━━━ TEXT EXCERPT

You may have had leg cramps before, but it’s unlikely you’ve had one this bad. Check out this guy’s unbelievable, skin-crawling cramp.
His leg muscle undergoes some extreme contraction, and makes his calf look like a deflated football. As he stretches his foot, his skin appears to bubble. Take a look:
The viral video’s title suggests this could be “a bunch of worms under this dude’s skin,” but fortunately for this guy, it’s most likely a painful run-of-the-mill cramp, which so commonly occurs in the leg muscles that its got a name — the charley horse.
When a muscle cramps, it contracts similar to how it would normally, usually stronger than it would and without your control over it. It can occur while sleeping, resting, or during exercise.
But, “there are no worms here,” Mark D. Miller, head of University of Virginia’s Sports Medicine division, told Business Insider in an email. “The muscles violently contract and spasm giving the impression of bubbling. The skin itself just reflects the action of the underlying muscle.”
According to the American Academy of Orthopaedic Surgeons, “a cramping muscle may feel hard to the touch and/or appear visibly distorted or twitch beneath the skin” — which is what makes it look like a parasitic worm burrowing under the skin. Cramps can last anywhere for a few seconds to 15 minutes, or even longer.
Cramps aren’t just unsightly, they can be quite painful, too. The muscle stiffens and shortens, which causes an extreme, tight pain. They can happen more than once in a short period of time and some people can experience pain and soreness in the muscle days after the cramp.
Almost everyone has experienced a cramp. They can happen in any part of your body, even in your hand. Most medical websites cite muscle fatigue, dehydration, and electrolyte deficiencies to more serious ailments like kidney failure as causes, but experts still can’t come to a consensus on what causes muscle cramps when they occur in otherwise healthy adults.
“The problem with muscle cramps is that it is difficult to find the cause, and sometimes difficult to treat,” Miller said.
Some suggestions for prevention include stretching before exercise, drinking water or taking electrolyte supplements like calcium and magnesium. In the midst of a cramp, try stretching until the cramp subsides, massaging the affected muscle, or applying heat.

━━━━━━
━━━ DATA PROVIDED

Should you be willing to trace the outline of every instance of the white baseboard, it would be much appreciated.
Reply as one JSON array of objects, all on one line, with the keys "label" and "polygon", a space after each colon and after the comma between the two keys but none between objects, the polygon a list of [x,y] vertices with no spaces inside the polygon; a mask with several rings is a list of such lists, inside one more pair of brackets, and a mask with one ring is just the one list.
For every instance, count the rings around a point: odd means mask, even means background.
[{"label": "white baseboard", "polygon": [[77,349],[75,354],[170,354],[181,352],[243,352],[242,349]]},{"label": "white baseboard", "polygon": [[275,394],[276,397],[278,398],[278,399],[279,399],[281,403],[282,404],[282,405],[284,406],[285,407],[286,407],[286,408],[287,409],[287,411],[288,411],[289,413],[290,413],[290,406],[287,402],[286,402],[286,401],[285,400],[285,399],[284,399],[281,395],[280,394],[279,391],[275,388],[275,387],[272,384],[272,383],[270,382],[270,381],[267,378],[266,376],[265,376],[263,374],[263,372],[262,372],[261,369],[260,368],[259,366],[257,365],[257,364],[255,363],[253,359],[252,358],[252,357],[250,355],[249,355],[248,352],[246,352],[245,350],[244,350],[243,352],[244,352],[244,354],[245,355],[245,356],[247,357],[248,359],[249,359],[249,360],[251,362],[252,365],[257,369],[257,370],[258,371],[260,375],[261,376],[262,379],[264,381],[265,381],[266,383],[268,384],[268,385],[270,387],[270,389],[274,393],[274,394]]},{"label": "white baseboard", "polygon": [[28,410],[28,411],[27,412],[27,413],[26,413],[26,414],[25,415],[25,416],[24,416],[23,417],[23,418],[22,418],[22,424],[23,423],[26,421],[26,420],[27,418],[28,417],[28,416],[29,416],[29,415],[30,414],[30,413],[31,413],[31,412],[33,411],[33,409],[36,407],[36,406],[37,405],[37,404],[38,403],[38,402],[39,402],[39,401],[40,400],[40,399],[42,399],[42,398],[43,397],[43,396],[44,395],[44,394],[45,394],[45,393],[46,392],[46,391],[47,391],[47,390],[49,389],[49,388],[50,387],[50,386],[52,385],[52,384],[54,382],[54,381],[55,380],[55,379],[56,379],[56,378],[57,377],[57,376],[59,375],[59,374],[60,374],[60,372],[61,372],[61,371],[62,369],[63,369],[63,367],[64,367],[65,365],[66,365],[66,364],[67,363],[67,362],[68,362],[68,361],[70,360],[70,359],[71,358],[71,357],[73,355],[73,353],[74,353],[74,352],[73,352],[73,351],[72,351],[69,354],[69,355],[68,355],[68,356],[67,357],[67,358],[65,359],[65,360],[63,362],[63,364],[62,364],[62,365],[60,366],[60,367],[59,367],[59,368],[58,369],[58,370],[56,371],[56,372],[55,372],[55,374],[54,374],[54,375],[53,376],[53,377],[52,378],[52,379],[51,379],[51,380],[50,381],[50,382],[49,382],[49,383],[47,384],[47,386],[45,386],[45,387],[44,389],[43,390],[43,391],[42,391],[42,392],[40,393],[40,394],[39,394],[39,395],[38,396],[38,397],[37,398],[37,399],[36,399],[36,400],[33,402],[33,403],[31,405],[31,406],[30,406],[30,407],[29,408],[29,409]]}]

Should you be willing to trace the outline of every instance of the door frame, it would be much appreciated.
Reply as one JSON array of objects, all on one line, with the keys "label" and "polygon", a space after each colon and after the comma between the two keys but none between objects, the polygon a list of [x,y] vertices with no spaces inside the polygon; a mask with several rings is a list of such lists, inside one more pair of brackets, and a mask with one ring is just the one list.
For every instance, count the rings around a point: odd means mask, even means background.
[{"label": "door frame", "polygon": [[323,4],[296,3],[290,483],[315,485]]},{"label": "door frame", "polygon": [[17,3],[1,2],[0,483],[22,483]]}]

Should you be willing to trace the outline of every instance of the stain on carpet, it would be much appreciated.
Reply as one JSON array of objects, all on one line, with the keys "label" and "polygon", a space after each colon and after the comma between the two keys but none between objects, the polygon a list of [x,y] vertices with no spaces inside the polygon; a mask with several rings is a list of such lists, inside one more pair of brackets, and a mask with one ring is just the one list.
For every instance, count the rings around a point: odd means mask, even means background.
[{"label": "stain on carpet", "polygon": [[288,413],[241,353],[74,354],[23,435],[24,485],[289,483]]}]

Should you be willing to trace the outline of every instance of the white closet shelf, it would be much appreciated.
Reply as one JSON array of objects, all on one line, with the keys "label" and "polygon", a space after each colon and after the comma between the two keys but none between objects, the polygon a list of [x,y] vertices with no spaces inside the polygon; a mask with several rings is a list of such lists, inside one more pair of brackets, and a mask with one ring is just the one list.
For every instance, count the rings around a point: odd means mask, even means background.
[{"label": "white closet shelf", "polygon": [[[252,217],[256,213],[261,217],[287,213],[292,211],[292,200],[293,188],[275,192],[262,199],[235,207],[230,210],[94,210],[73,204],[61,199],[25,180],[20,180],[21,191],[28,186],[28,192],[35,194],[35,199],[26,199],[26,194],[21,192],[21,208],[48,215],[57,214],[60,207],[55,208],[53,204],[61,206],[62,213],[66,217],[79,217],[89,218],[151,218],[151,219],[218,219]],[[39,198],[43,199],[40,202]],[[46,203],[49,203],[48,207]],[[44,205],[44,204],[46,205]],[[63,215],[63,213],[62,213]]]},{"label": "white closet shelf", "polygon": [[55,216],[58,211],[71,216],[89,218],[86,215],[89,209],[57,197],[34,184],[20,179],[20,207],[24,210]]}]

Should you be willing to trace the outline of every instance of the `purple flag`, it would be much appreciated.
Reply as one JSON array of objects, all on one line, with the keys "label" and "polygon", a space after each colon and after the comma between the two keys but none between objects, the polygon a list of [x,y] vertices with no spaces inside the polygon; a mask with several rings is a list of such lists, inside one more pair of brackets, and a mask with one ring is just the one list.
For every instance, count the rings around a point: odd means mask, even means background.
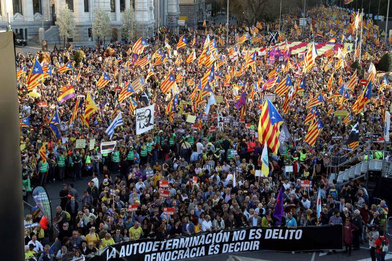
[{"label": "purple flag", "polygon": [[273,211],[272,216],[276,220],[276,225],[279,225],[282,223],[282,218],[285,217],[285,211],[283,210],[283,186],[280,187],[280,190],[276,198],[276,202],[275,203],[275,210]]},{"label": "purple flag", "polygon": [[242,93],[241,96],[238,99],[238,100],[237,101],[237,102],[234,105],[234,107],[236,107],[236,109],[239,110],[245,104],[246,101],[246,94],[244,92]]}]

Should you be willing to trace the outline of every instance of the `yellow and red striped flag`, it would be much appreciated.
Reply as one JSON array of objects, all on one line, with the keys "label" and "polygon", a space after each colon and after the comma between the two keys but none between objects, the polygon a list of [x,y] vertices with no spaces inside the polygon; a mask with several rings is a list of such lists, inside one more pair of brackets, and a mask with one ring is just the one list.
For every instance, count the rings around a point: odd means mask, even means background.
[{"label": "yellow and red striped flag", "polygon": [[103,88],[105,86],[109,83],[110,78],[107,76],[106,73],[104,72],[102,76],[99,78],[98,81],[97,82],[97,86],[99,89]]},{"label": "yellow and red striped flag", "polygon": [[27,77],[27,91],[30,92],[38,86],[43,76],[44,71],[42,70],[42,67],[38,60],[36,59]]},{"label": "yellow and red striped flag", "polygon": [[172,90],[172,88],[174,86],[175,84],[175,78],[171,72],[167,77],[166,77],[166,78],[161,83],[160,88],[162,93],[164,94],[167,94]]},{"label": "yellow and red striped flag", "polygon": [[318,136],[321,133],[324,126],[321,123],[319,118],[317,120],[310,124],[306,136],[305,137],[305,141],[310,146],[313,146],[316,143],[316,141]]},{"label": "yellow and red striped flag", "polygon": [[48,158],[46,156],[46,142],[44,142],[42,143],[42,146],[41,147],[40,149],[40,157],[41,158],[41,162],[42,163],[46,163],[47,159]]}]

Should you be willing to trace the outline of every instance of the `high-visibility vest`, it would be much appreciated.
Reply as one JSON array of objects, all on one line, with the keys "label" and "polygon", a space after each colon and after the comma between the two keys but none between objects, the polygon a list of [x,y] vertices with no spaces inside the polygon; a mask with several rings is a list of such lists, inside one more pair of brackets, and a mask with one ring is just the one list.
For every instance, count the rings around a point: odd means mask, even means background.
[{"label": "high-visibility vest", "polygon": [[146,157],[147,156],[147,146],[145,145],[140,147],[140,156]]},{"label": "high-visibility vest", "polygon": [[118,151],[113,152],[113,157],[112,161],[113,162],[119,162],[120,161],[120,152]]},{"label": "high-visibility vest", "polygon": [[126,156],[126,159],[128,161],[133,160],[133,151],[130,150],[128,152],[128,155]]},{"label": "high-visibility vest", "polygon": [[147,143],[147,153],[149,153],[152,150],[152,144],[151,142]]},{"label": "high-visibility vest", "polygon": [[45,163],[41,163],[41,166],[40,167],[40,172],[48,172],[48,168],[49,167],[49,164],[47,162]]}]

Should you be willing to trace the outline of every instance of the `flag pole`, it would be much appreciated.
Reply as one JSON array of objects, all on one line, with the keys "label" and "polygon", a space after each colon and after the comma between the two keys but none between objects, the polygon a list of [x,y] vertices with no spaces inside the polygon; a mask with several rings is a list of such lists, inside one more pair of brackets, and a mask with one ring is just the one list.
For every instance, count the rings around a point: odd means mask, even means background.
[{"label": "flag pole", "polygon": [[[355,15],[355,20],[357,20],[356,17],[358,15],[358,14],[359,13],[359,9],[358,9],[358,11],[357,15]],[[354,21],[354,26],[355,28],[355,21]],[[355,47],[354,47],[354,61],[355,62],[356,60],[356,58],[357,57],[357,41],[358,39],[358,30],[356,28],[355,29]]]},{"label": "flag pole", "polygon": [[[369,4],[370,5],[370,3]],[[364,17],[364,9],[362,9],[362,12],[361,13],[361,37],[360,40],[359,40],[359,57],[358,57],[358,59],[359,60],[359,63],[361,63],[361,53],[362,51],[362,31],[363,30],[363,25],[364,25],[364,22],[363,22],[363,17]],[[388,23],[388,20],[387,20],[387,23]]]}]

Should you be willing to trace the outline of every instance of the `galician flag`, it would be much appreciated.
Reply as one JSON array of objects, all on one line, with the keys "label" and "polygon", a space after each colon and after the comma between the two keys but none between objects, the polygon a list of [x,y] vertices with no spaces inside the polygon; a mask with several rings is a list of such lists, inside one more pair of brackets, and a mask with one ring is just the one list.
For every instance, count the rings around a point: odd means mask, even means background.
[{"label": "galician flag", "polygon": [[268,177],[270,173],[270,167],[268,165],[268,151],[267,151],[267,142],[264,142],[264,147],[261,153],[261,173],[265,177]]}]

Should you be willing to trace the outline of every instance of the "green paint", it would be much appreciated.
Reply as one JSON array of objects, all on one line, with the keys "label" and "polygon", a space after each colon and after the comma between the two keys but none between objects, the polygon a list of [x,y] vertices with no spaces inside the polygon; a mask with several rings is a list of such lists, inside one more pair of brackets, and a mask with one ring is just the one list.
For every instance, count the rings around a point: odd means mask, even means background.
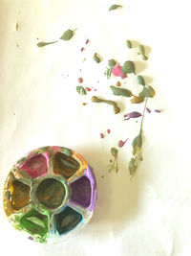
[{"label": "green paint", "polygon": [[30,201],[30,187],[21,181],[14,180],[11,184],[11,205],[14,210],[20,210]]},{"label": "green paint", "polygon": [[142,146],[142,134],[141,132],[133,140],[132,147],[133,147],[133,155],[135,155],[138,149]]},{"label": "green paint", "polygon": [[117,173],[118,172],[118,163],[117,163],[118,151],[116,148],[111,148],[110,152],[114,156],[114,160],[112,161],[111,164],[109,164],[108,172],[109,173],[111,173],[111,172]]},{"label": "green paint", "polygon": [[46,46],[46,45],[53,44],[53,43],[56,43],[56,42],[58,42],[58,41],[53,41],[53,42],[38,42],[38,43],[37,43],[37,46],[38,46],[38,47],[44,47],[44,46]]},{"label": "green paint", "polygon": [[142,59],[143,60],[147,60],[148,59],[148,58],[145,56],[145,54],[144,54],[144,47],[143,47],[143,45],[139,45],[138,46],[138,54],[141,56],[141,58],[142,58]]},{"label": "green paint", "polygon": [[36,224],[38,226],[41,226],[43,228],[46,227],[45,223],[42,221],[42,220],[40,220],[40,219],[38,219],[36,217],[32,216],[32,217],[27,218],[27,220],[32,221],[32,222],[33,222],[34,224]]},{"label": "green paint", "polygon": [[32,235],[39,235],[41,237],[40,242],[46,242],[46,238],[49,236],[47,216],[40,214],[33,208],[29,213],[24,214],[19,222],[19,228]]},{"label": "green paint", "polygon": [[120,7],[122,7],[122,6],[119,6],[119,5],[112,5],[112,6],[109,8],[109,12],[110,12],[110,11],[113,11],[113,10],[116,10],[116,9],[118,9],[118,8],[120,8]]},{"label": "green paint", "polygon": [[132,97],[132,92],[128,89],[115,87],[113,85],[110,86],[113,91],[113,94],[116,96],[124,96],[124,97]]},{"label": "green paint", "polygon": [[93,59],[96,62],[99,63],[101,61],[101,58],[99,58],[99,56],[97,55],[97,53],[95,53],[93,56]]},{"label": "green paint", "polygon": [[105,103],[105,104],[109,104],[113,105],[115,114],[118,114],[120,112],[120,108],[117,106],[117,103],[115,103],[114,101],[102,100],[96,96],[93,96],[91,100],[93,103]]},{"label": "green paint", "polygon": [[61,40],[65,40],[65,41],[68,41],[70,40],[73,35],[74,35],[74,32],[75,30],[72,31],[72,30],[67,30],[63,33],[62,36],[60,37]]},{"label": "green paint", "polygon": [[130,40],[126,40],[126,45],[128,48],[132,48],[132,43]]},{"label": "green paint", "polygon": [[131,60],[127,60],[122,65],[122,72],[125,74],[134,73],[136,74],[136,66],[135,63]]},{"label": "green paint", "polygon": [[141,76],[138,76],[137,77],[137,81],[138,81],[138,84],[140,84],[140,85],[145,85],[145,81],[144,81],[144,79],[141,77]]},{"label": "green paint", "polygon": [[66,207],[63,212],[55,215],[56,229],[62,235],[74,228],[82,220],[81,214]]}]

━━━━━━

▶ [EXERCISE] Rewrite the stretch of the leg cramp article from "You may have" through "the charley horse.", changing "calf" to "lower leg".

▶ [ANSWER TO THE EXERCISE]
You may have had leg cramps before, but it’s unlikely you’ve had one this bad. Check out this guy’s unbelievable, skin-crawling cramp.
His leg muscle undergoes some extreme contraction, and makes his lower leg look like a deflated football. As he stretches his foot, his skin appears to bubble. Take a look:
The viral video’s title suggests this could be “a bunch of worms under this dude’s skin,” but fortunately for this guy, it’s most likely a painful run-of-the-mill cramp, which so commonly occurs in the leg muscles that its got a name — the charley horse.